▸ Metin
HER DEM GALATA!





Merhabalar,

EleniSandviç Club’ı oluşturduğumuz günden beri çok fazla olumlu dönüşler alıyoruz. Bu kısacık zamanda öyle dostlarımız oldu ki, sanki 40 yıldır bu sandviç dükkanı faaliyet gösteriyor gibi. Bu çok mutluluk verici…
Tabi bizi destekleyenler olduğu gibi kıskananlar da olacaktır, biz buna da hazırlıklıyız. Dükkanımızın duvarına da siz neyin kafasını yaşıyorsunuz diyenlere, “Galata Kafası” diye de çoktan yazdık bile… Tabi bu bir espiri… Elimizden geldiğince güzel ve iyi şeyler yapmaya çalışıyoruz, sizlerin görüşleri bizler için çok değerli.

Galata ne güzel yermişsin sen…
Biliyor musunuz? 1453 ve 1460 yılları arasında Galata’nın sakinleri: 592 Rum, 555 Müslüman, 332 Frenk, 62 Ermeni, 260 dükkan… Şu olağanüstü kültür mozaiğine bakar mısınız? Burada olduğumuz için kendimizi özel buluyorum. Zaten o kokuyu alıyoruz, o sıcaklığı da… Bundan daha iyi nasıl olur?
Sonra tarih sayfalarını bir bir çevirdiğimizde Galata’yı anlatan şiirler, dörtlükler çıkıyor karşımıza.
"Galata kavmi bir kaç fırkadır. Birinci fırka gemiciler, ikinci tüccarlar, üçüncü sanatkarlar, dördüncü marangoz ve kalafatçılardır. Ekser ahalisi Cezayer elbiseleri giyerler. Zengin kaptanları vardır. Meyhanecileri Rum, satıcıları Ermeni, meyhanecileri Yahudi'dir. Hulifecileri ise Yahudi çocuklarıdır."

▸ Verilen liste

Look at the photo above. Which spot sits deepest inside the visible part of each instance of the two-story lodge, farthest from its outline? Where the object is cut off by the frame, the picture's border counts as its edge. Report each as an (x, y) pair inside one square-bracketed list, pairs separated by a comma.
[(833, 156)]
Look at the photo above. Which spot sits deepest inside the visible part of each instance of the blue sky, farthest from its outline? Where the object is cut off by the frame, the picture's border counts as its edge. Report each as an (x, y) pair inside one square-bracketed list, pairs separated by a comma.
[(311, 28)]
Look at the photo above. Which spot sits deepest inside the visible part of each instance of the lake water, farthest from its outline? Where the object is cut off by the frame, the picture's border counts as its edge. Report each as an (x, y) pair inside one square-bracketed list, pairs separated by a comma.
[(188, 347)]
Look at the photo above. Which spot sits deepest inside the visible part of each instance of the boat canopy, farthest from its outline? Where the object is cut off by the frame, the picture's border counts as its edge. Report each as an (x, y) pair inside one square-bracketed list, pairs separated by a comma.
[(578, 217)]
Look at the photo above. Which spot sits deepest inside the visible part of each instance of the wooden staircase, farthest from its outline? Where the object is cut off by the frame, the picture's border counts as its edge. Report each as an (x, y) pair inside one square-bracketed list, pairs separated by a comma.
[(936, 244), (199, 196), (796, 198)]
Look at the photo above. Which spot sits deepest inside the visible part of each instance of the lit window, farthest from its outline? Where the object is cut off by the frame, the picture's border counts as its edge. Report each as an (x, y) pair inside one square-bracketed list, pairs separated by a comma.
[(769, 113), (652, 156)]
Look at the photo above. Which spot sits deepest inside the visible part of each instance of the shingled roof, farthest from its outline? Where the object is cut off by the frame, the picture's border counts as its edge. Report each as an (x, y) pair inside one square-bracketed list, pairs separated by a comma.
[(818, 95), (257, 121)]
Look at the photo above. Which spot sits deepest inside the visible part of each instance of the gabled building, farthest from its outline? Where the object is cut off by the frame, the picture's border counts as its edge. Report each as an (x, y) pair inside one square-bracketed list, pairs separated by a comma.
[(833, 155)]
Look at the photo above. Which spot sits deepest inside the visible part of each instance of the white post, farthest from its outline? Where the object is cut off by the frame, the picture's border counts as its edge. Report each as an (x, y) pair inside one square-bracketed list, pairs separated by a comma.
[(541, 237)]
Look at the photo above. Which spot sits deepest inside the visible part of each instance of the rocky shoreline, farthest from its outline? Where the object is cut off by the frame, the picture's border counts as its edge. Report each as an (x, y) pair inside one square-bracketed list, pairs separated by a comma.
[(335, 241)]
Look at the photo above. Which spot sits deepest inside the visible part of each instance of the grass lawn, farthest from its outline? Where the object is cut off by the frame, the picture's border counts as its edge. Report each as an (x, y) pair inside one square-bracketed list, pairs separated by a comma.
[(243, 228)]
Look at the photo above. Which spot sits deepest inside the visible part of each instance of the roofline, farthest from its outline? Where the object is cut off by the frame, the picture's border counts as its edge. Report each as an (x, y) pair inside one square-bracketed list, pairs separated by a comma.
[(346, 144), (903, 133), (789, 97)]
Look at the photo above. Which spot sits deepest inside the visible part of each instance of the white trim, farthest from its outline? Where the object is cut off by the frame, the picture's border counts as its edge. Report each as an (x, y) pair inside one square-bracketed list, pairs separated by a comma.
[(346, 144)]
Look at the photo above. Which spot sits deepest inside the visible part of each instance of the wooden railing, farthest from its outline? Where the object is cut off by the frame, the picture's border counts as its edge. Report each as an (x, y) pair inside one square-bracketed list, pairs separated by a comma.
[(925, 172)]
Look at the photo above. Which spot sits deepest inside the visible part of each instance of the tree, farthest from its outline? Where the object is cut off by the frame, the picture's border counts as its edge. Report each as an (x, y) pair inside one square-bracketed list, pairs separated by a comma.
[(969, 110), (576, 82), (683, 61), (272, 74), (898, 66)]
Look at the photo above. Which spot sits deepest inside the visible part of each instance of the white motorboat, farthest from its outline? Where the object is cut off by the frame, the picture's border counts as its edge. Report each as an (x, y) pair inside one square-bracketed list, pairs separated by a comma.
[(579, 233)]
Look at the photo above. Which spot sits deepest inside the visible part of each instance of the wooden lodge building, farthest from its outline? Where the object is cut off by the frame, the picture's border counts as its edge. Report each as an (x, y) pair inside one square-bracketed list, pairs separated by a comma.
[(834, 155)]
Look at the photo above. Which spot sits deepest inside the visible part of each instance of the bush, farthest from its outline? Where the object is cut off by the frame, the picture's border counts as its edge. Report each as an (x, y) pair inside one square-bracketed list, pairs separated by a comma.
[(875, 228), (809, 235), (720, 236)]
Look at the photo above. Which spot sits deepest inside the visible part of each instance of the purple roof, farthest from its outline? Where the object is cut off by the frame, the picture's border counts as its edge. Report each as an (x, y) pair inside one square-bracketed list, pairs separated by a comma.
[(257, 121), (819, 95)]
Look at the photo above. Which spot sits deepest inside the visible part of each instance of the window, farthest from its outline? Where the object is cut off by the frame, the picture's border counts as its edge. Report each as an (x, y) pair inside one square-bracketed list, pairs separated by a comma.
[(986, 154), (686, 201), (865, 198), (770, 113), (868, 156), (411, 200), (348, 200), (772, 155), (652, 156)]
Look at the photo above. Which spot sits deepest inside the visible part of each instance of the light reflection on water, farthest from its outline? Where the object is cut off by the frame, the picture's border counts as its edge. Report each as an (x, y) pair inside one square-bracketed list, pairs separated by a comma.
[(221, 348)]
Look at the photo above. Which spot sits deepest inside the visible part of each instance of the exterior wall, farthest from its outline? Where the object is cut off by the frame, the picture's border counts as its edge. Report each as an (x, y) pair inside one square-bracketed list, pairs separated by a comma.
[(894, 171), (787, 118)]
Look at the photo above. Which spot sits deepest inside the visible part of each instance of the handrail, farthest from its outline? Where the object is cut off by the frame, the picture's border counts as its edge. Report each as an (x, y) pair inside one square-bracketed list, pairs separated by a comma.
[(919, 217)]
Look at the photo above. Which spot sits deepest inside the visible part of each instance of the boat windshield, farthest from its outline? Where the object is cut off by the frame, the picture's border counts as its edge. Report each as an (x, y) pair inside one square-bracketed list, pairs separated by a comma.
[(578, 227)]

---

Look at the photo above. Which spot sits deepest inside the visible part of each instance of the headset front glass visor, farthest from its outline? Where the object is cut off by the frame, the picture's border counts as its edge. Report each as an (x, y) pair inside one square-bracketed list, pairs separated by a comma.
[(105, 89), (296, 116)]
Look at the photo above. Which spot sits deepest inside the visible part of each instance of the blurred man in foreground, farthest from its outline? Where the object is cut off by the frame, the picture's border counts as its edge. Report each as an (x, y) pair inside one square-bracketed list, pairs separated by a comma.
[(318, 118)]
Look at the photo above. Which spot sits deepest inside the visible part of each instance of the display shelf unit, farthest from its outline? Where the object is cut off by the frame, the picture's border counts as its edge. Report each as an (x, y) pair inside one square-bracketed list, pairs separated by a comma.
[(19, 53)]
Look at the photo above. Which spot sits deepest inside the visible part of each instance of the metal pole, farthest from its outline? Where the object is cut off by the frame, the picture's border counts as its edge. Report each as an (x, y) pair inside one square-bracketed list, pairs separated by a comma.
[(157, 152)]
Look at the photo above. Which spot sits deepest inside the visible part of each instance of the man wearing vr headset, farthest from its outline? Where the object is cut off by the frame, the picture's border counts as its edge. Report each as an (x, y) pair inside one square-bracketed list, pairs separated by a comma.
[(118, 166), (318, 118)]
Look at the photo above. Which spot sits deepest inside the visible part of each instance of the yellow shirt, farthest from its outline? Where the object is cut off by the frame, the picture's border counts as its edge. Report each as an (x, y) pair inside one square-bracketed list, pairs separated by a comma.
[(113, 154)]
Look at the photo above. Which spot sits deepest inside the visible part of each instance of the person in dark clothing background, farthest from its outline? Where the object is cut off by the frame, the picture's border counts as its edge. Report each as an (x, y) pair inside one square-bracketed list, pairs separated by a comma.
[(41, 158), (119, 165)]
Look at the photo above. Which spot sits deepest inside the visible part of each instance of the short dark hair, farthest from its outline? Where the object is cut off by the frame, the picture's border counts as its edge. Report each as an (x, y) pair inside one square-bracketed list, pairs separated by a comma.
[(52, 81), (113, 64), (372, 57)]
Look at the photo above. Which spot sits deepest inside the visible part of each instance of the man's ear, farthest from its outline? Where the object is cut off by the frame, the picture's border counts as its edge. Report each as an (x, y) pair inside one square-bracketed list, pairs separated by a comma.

▸ Alıştırma
Galata metnine göre 1453 ile 1460 yılları arasında Galata'da kaç Ermeni yaşıyordu? Bu liste olmadan da devam edebilirsiniz.

▸ Alıştırmanın cevabı
62 Ermeni.